§ **SET PROBLEM**
Lay out everything from the start of the records down to the line containing "[324, 168, 400, 301]" as a two-column CSV headed instruction and response. Give one row per record, put each field in quotes with its line breaks turned into spaces, and leave the pictures out.

§ **DATA FOR THIS EXERCISE**
◆ ◆ ◆ ◆ ◆ ◆ ◆

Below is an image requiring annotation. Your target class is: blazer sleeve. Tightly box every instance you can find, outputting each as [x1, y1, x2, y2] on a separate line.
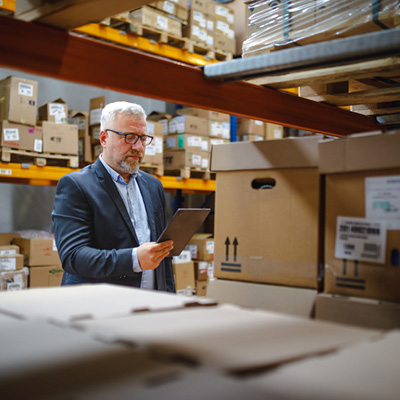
[52, 172, 136, 280]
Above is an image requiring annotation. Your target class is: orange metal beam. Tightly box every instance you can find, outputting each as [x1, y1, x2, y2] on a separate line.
[0, 16, 381, 136]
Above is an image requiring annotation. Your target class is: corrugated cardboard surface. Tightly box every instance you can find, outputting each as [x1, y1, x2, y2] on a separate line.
[210, 136, 321, 172]
[75, 305, 378, 372]
[207, 279, 317, 318]
[315, 293, 400, 330]
[214, 167, 320, 288]
[324, 168, 400, 301]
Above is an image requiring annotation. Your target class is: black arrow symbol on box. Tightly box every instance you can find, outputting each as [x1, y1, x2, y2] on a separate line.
[233, 237, 239, 261]
[225, 236, 231, 261]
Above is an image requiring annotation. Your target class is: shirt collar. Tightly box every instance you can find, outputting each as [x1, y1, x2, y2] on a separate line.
[99, 154, 138, 185]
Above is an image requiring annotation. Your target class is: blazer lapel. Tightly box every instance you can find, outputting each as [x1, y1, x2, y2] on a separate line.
[94, 159, 139, 244]
[136, 170, 157, 241]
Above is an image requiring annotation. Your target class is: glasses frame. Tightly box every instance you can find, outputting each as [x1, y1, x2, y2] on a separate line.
[105, 129, 154, 146]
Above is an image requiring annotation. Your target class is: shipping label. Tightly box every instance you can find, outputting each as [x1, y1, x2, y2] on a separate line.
[335, 217, 386, 264]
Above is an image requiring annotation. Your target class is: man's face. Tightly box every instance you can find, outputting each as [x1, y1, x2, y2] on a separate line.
[100, 114, 147, 177]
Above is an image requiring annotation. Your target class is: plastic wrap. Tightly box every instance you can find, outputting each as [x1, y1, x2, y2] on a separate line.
[242, 0, 400, 57]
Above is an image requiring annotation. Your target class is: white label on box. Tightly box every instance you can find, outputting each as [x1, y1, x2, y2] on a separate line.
[365, 175, 400, 230]
[147, 122, 154, 135]
[3, 128, 19, 142]
[185, 244, 197, 258]
[153, 138, 163, 153]
[90, 108, 103, 125]
[49, 103, 64, 115]
[0, 168, 12, 175]
[33, 139, 43, 153]
[7, 282, 22, 292]
[188, 136, 202, 148]
[0, 249, 17, 256]
[192, 154, 201, 166]
[157, 15, 168, 30]
[18, 82, 33, 97]
[0, 257, 17, 271]
[165, 138, 176, 148]
[335, 217, 386, 264]
[163, 1, 175, 14]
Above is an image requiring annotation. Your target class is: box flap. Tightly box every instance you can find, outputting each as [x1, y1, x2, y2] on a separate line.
[318, 130, 400, 174]
[75, 305, 378, 372]
[210, 136, 321, 172]
[0, 284, 215, 322]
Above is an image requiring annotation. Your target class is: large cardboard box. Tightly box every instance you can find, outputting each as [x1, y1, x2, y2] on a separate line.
[211, 137, 320, 288]
[187, 233, 214, 261]
[38, 98, 68, 124]
[315, 293, 400, 330]
[1, 121, 43, 153]
[319, 131, 400, 302]
[207, 278, 317, 318]
[42, 121, 79, 155]
[29, 265, 64, 288]
[12, 238, 61, 267]
[0, 76, 38, 126]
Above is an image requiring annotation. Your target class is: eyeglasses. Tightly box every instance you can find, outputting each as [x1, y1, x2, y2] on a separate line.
[105, 129, 153, 146]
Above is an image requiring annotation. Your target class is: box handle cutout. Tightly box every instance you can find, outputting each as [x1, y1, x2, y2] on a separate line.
[251, 178, 276, 190]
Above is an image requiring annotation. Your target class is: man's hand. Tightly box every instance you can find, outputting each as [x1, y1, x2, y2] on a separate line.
[137, 240, 174, 269]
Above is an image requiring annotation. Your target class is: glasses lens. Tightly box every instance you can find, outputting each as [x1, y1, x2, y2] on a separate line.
[141, 135, 153, 146]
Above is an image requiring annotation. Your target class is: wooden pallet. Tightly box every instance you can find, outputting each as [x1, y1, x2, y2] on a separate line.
[140, 164, 164, 176]
[249, 56, 400, 122]
[164, 168, 215, 181]
[0, 147, 79, 168]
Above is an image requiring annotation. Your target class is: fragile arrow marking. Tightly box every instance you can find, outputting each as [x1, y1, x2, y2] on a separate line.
[225, 236, 231, 261]
[233, 236, 239, 261]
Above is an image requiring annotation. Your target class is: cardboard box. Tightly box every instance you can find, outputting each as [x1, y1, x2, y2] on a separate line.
[39, 98, 68, 124]
[164, 149, 209, 171]
[1, 121, 43, 153]
[172, 261, 195, 294]
[319, 131, 400, 302]
[237, 117, 265, 137]
[0, 76, 38, 126]
[29, 266, 64, 288]
[12, 238, 61, 267]
[187, 233, 214, 261]
[169, 115, 209, 136]
[207, 278, 317, 318]
[0, 244, 19, 256]
[315, 293, 400, 330]
[0, 268, 28, 291]
[164, 133, 210, 152]
[0, 254, 24, 271]
[143, 132, 164, 165]
[129, 6, 182, 37]
[68, 110, 89, 138]
[89, 96, 106, 125]
[0, 232, 21, 246]
[193, 261, 209, 282]
[42, 121, 79, 155]
[211, 137, 321, 288]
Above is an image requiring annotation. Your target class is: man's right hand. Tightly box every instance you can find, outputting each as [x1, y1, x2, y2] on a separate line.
[137, 240, 174, 270]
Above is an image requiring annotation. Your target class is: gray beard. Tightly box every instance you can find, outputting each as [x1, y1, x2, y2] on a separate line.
[119, 160, 140, 174]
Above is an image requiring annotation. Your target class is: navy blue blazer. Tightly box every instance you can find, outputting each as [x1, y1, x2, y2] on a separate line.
[52, 159, 175, 292]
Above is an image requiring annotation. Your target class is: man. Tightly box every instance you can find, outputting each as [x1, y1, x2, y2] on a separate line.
[52, 101, 175, 292]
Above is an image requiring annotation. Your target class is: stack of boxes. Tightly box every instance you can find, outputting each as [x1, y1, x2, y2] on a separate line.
[208, 132, 400, 328]
[164, 107, 230, 171]
[0, 233, 63, 290]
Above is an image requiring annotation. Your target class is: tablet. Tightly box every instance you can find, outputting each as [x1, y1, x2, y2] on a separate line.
[157, 208, 211, 256]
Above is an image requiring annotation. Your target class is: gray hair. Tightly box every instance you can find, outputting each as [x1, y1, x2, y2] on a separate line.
[100, 101, 146, 131]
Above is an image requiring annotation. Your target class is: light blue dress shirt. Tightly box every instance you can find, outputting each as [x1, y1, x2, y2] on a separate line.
[99, 154, 155, 289]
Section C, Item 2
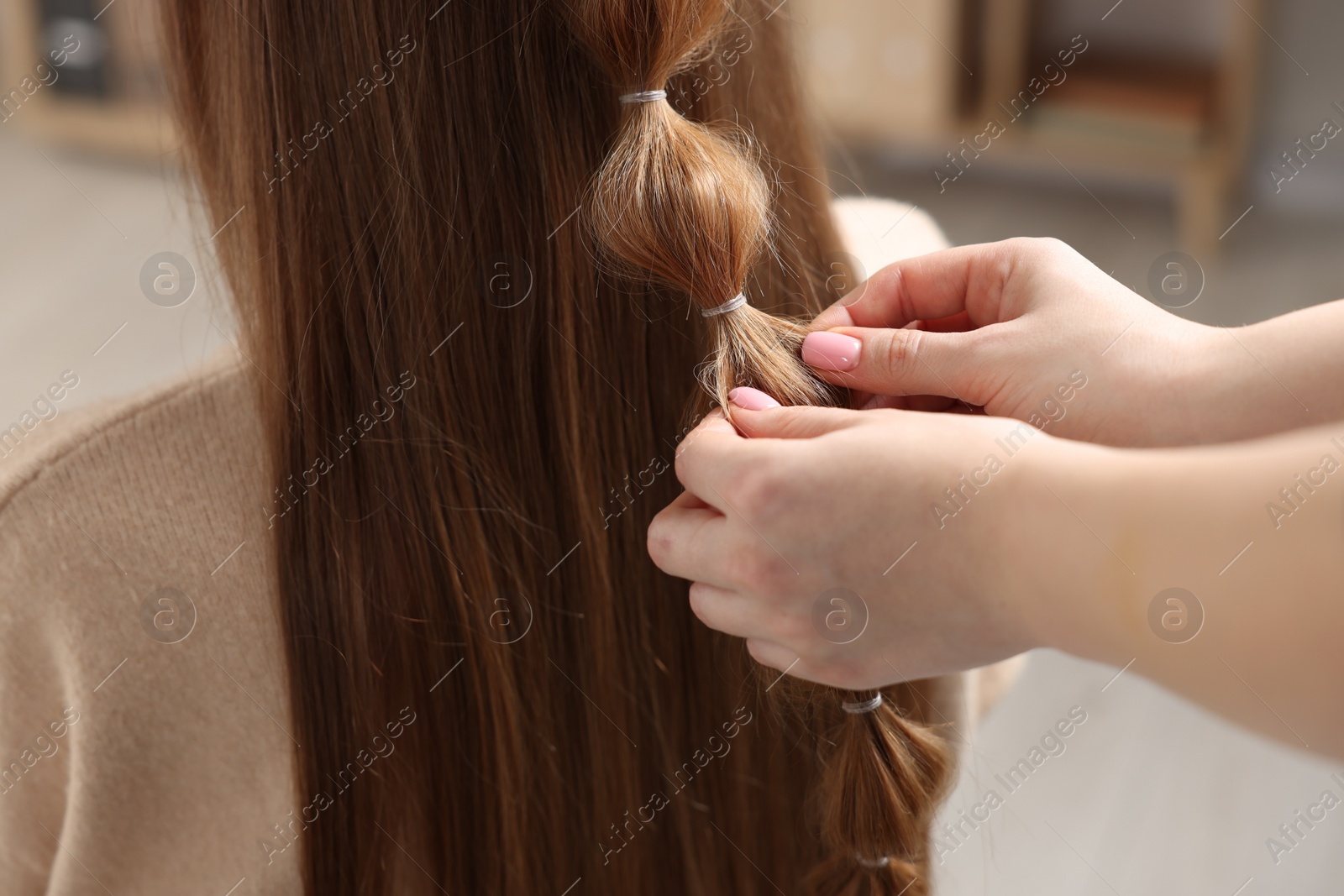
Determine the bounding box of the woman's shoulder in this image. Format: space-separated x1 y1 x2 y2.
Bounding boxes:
831 196 949 280
0 358 298 893
0 352 254 521
0 346 265 634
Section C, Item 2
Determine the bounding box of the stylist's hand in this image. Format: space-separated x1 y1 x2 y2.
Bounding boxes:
802 239 1226 446
648 400 1053 689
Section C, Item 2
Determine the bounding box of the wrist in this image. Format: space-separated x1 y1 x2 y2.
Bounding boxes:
990 438 1141 663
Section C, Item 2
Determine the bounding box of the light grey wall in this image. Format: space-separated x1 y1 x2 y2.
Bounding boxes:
1037 0 1344 219
1247 0 1344 217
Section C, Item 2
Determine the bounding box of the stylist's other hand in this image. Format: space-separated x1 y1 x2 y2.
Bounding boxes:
802 239 1226 446
648 390 1068 689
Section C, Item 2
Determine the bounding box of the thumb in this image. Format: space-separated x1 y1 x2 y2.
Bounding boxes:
802 327 988 405
728 385 862 439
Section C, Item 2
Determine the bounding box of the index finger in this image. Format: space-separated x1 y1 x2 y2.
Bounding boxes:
675 410 754 513
811 242 1012 329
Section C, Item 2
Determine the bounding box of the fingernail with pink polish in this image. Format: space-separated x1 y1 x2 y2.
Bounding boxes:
802 331 863 371
728 385 780 411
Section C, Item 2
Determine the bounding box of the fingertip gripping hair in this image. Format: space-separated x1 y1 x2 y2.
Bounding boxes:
569 0 953 896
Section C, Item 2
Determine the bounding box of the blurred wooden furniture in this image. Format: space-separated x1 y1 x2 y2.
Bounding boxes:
789 0 1261 257
0 0 175 159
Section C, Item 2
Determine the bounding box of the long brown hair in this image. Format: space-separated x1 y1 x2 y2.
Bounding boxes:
164 0 950 896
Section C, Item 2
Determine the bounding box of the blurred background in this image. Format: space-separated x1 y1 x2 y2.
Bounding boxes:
0 0 1344 896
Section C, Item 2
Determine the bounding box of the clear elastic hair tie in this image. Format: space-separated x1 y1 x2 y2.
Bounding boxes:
621 90 668 103
840 690 882 716
701 293 748 317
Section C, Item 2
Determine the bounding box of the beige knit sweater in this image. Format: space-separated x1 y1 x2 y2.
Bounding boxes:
0 202 1016 896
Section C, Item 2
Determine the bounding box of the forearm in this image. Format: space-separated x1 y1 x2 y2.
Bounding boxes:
1187 300 1344 443
1004 426 1344 755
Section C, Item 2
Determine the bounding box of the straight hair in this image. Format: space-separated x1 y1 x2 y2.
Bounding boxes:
163 0 952 896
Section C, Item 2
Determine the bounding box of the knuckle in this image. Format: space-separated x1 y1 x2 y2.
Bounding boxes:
687 582 714 627
730 549 791 598
878 329 923 379
728 462 784 522
645 513 672 569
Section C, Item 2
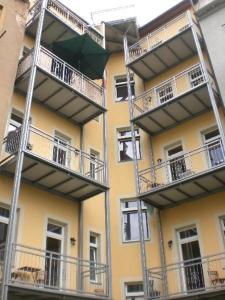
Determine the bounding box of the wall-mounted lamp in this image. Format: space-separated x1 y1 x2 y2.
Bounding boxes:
70 237 76 246
168 240 173 249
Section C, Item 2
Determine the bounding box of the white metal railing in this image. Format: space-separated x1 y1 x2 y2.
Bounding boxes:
2 126 105 183
27 0 103 46
17 47 104 106
147 253 225 300
139 139 225 193
132 64 206 117
126 12 191 63
9 244 108 297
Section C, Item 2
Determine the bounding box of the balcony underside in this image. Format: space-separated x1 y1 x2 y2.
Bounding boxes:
0 152 107 201
16 68 105 124
132 83 214 135
26 10 78 46
9 284 109 300
140 163 225 208
128 28 196 80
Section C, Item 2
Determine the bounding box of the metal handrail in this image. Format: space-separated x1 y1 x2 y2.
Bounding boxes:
132 63 207 117
128 12 191 63
27 0 103 46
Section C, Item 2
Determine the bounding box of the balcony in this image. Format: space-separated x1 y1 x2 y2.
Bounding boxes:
126 13 197 80
132 64 218 135
139 139 225 208
148 253 225 300
0 126 108 201
1 244 108 300
16 47 105 124
26 0 103 46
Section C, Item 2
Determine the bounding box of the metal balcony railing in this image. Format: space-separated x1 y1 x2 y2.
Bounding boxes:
27 0 103 46
2 126 105 183
139 139 225 194
147 253 225 300
1 244 108 297
126 12 191 64
132 64 206 118
17 47 104 106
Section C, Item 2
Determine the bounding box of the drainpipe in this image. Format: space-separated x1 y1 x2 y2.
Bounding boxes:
1 0 47 300
123 32 149 300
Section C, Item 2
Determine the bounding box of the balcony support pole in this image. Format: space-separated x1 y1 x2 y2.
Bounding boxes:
123 33 149 300
157 209 168 298
102 23 112 299
1 0 47 300
188 11 225 149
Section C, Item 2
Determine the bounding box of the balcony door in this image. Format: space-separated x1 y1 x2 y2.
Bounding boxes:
45 223 64 288
167 145 187 181
178 226 205 293
203 129 225 167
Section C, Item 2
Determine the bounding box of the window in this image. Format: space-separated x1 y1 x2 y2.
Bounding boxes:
90 149 100 180
90 233 100 282
53 133 70 167
156 82 174 103
203 129 225 167
118 129 141 161
121 201 149 242
188 67 204 88
0 207 9 246
115 76 135 102
125 282 144 300
167 145 187 181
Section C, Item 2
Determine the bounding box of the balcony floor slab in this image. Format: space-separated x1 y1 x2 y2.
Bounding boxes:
0 152 108 201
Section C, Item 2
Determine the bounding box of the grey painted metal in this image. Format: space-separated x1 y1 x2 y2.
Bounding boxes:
188 11 225 149
157 209 168 298
102 23 112 299
124 33 149 299
1 0 47 300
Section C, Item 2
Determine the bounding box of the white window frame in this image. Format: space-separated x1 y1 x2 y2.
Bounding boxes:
120 200 151 243
125 282 144 300
117 128 142 162
114 74 135 103
89 232 100 283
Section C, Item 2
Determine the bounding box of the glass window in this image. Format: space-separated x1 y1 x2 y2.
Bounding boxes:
126 282 144 300
203 129 225 167
118 129 141 161
115 76 135 102
156 82 174 103
121 201 149 242
89 233 100 282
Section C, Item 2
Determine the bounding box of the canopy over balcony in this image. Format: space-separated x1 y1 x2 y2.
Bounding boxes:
139 139 225 208
16 47 106 124
0 127 108 201
126 13 197 80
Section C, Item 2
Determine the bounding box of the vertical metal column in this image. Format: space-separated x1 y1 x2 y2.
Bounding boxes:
188 11 225 149
123 35 148 299
77 126 84 291
102 23 112 299
157 209 168 298
1 0 47 300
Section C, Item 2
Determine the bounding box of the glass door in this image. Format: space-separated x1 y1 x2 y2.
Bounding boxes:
45 223 64 288
178 227 205 292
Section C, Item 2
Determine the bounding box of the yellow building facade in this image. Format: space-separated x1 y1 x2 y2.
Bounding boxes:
0 0 225 300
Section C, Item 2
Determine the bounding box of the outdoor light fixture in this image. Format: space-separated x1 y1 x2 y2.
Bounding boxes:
168 240 173 249
70 237 76 246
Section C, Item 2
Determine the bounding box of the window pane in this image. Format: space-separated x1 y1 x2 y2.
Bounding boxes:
0 207 9 218
47 223 62 234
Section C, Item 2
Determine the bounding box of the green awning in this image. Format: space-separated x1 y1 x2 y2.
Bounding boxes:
52 34 110 79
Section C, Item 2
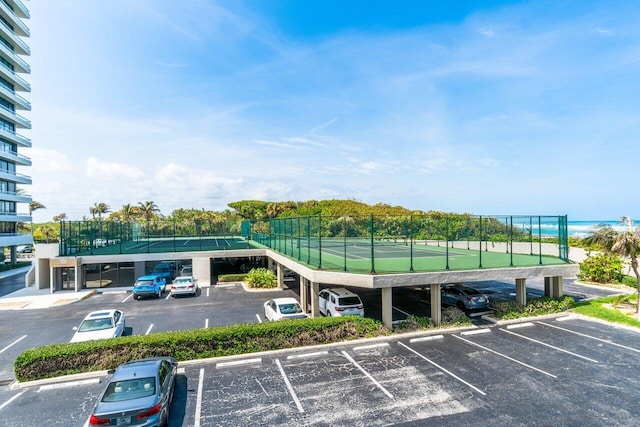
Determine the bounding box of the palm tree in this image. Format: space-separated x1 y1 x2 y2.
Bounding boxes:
120 203 139 221
28 201 47 239
53 212 67 222
138 200 160 221
89 202 111 220
585 216 640 320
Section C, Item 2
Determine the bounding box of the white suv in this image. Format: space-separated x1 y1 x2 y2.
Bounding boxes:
318 288 364 317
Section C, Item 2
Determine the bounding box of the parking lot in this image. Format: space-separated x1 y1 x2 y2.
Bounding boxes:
0 317 640 426
0 282 640 426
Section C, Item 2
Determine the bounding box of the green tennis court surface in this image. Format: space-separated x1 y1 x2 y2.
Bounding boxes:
75 236 254 255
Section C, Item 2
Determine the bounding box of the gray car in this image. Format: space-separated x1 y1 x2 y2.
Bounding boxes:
89 357 178 427
441 284 489 311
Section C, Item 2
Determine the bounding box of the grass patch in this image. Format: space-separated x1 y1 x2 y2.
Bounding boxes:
572 294 640 328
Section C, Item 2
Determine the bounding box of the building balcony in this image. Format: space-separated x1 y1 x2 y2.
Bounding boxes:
0 21 31 55
0 231 33 247
0 148 31 166
0 212 31 224
0 169 31 185
0 0 30 37
0 128 31 147
0 40 31 74
0 60 31 92
0 105 31 129
0 191 32 203
5 0 31 19
0 85 31 111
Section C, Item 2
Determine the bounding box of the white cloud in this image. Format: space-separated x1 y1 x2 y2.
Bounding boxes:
85 157 144 180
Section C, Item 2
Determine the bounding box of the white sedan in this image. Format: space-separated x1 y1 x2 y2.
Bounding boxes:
264 298 309 320
71 310 125 342
171 276 198 297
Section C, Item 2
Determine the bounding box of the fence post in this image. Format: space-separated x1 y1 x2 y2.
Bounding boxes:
369 213 376 274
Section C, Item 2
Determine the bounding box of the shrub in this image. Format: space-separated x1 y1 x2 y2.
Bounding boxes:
218 273 247 282
247 267 278 288
578 253 623 283
493 296 575 320
393 307 471 332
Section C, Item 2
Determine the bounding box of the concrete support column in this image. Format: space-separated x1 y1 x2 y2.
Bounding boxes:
382 288 393 330
544 276 552 298
276 264 284 290
132 261 147 285
191 257 210 286
300 277 309 313
516 279 527 306
310 282 320 317
431 283 442 325
551 276 564 298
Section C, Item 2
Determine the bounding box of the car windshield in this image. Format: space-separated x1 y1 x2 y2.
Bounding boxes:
78 317 113 332
102 377 156 402
278 303 302 314
338 297 360 305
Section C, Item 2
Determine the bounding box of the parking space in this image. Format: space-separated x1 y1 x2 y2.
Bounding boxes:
0 317 640 426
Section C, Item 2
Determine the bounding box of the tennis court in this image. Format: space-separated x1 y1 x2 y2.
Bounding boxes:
65 236 253 255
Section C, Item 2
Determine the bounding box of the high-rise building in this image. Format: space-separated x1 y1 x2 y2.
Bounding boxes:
0 0 32 260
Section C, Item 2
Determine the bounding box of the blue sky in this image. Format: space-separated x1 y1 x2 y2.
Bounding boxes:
18 0 640 222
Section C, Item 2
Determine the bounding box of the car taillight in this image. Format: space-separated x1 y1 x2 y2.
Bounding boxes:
136 403 162 420
89 414 111 426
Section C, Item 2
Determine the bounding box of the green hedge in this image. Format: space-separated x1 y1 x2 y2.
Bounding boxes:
218 273 247 282
492 296 575 320
14 316 390 381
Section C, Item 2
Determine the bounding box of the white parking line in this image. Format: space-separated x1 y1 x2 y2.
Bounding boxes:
507 322 533 329
460 328 491 335
276 359 304 413
451 335 558 378
0 390 26 411
342 350 393 399
38 378 101 392
216 357 262 368
537 319 640 353
398 342 487 396
409 335 444 344
0 335 27 354
287 351 329 360
193 368 204 427
500 328 600 363
353 342 389 351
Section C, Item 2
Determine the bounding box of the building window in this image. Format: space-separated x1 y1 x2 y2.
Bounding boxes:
0 119 16 133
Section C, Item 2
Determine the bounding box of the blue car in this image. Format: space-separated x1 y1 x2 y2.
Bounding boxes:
133 274 167 299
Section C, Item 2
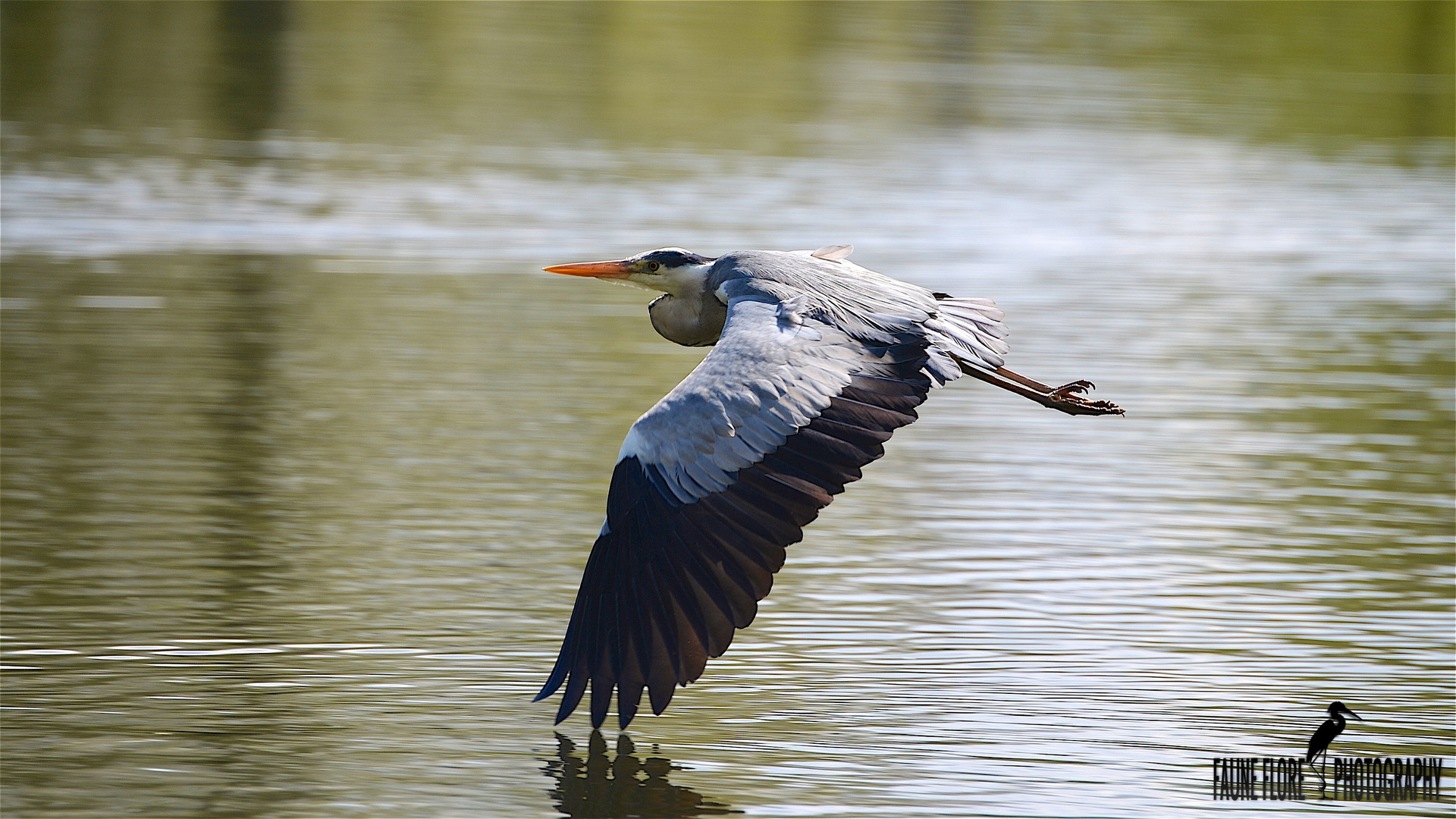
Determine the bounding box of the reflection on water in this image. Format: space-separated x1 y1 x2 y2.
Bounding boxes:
543 730 741 819
0 3 1456 816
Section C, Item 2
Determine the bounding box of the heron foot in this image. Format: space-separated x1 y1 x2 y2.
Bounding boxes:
1046 381 1127 416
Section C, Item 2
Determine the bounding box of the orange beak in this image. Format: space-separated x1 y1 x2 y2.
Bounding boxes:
541 261 633 278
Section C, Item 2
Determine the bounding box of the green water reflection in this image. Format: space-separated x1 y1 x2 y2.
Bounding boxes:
0 0 1453 162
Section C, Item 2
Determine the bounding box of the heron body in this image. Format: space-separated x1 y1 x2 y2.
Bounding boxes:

◆ ◆ ◆ ◆ ◆ ◆ ◆

§ **TASK SOLUTION**
instruction,response
"Below is an image requiring annotation. Your target class is: blazer sleeve. Tightly box every instance you can find, outputting each as [x1, y1, x2, y2] on a separate line.","[52, 172, 136, 280]"
"Above is an image requiring annotation. Your target class is: orange metal beam. Tightly box every instance you can find, outputting each as [x1, y1, x2, y2] on a separate line.","[0, 16, 381, 136]"
"Above is an image requiring annotation. Your target class is: corrugated cardboard surface. Tightly box every instance you can find, outputting each as [x1, y1, x2, y2] on a separate line.","[210, 136, 321, 172] [75, 305, 378, 372] [207, 279, 317, 318] [315, 293, 400, 330] [214, 167, 320, 288] [324, 168, 400, 301]"